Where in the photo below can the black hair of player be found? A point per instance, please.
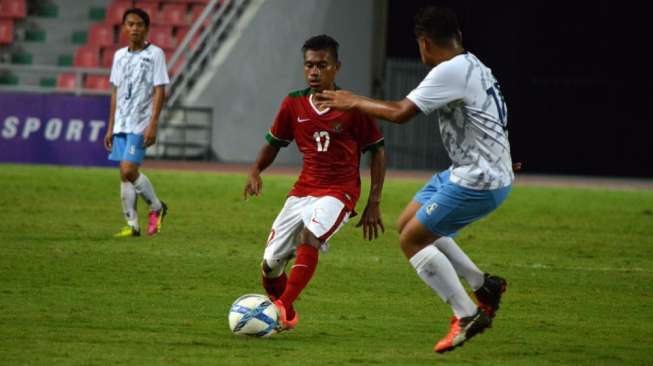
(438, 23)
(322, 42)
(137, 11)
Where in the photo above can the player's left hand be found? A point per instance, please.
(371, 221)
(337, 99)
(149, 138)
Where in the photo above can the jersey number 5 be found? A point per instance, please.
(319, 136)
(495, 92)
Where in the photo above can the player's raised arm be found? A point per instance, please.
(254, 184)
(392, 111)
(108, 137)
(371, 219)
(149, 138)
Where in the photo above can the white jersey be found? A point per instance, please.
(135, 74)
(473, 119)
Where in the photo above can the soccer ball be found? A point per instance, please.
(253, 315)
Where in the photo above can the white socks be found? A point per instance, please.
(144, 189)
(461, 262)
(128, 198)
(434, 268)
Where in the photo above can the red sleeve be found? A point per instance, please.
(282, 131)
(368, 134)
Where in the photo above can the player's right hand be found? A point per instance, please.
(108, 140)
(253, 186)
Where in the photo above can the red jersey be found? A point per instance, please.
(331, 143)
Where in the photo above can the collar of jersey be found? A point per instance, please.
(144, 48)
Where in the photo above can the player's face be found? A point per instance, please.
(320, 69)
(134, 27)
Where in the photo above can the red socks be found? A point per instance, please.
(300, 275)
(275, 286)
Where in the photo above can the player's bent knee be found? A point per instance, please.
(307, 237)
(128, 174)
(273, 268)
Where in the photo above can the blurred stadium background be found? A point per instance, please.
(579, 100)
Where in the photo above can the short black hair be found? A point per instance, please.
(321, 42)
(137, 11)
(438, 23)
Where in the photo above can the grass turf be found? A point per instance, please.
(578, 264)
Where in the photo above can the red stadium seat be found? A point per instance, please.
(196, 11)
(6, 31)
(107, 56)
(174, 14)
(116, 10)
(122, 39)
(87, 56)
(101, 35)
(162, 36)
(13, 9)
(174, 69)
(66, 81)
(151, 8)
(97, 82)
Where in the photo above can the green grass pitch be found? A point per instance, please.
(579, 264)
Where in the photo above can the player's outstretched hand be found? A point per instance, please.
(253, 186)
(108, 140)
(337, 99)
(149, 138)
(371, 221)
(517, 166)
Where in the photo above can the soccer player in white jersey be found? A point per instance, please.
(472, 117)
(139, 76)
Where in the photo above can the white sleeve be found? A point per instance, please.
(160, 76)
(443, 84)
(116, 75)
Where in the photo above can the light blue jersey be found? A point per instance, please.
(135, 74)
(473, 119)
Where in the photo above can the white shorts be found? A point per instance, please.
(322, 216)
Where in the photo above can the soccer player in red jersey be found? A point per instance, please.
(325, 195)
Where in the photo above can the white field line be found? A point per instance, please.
-=-=-=-=-
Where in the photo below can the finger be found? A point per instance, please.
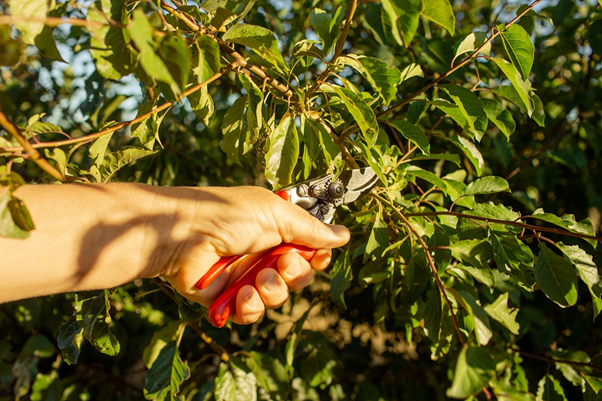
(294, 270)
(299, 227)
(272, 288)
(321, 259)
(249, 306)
-=-=-=-=-
§ Description of the task
Return every line of the material above that contains the string "hair", with letter case matching exactly.

§ Exercise response
Where in the photo below can the black hair of player be found? A point per instance, please.
Where in the photo above can the short black hair be found? A point per instance, please.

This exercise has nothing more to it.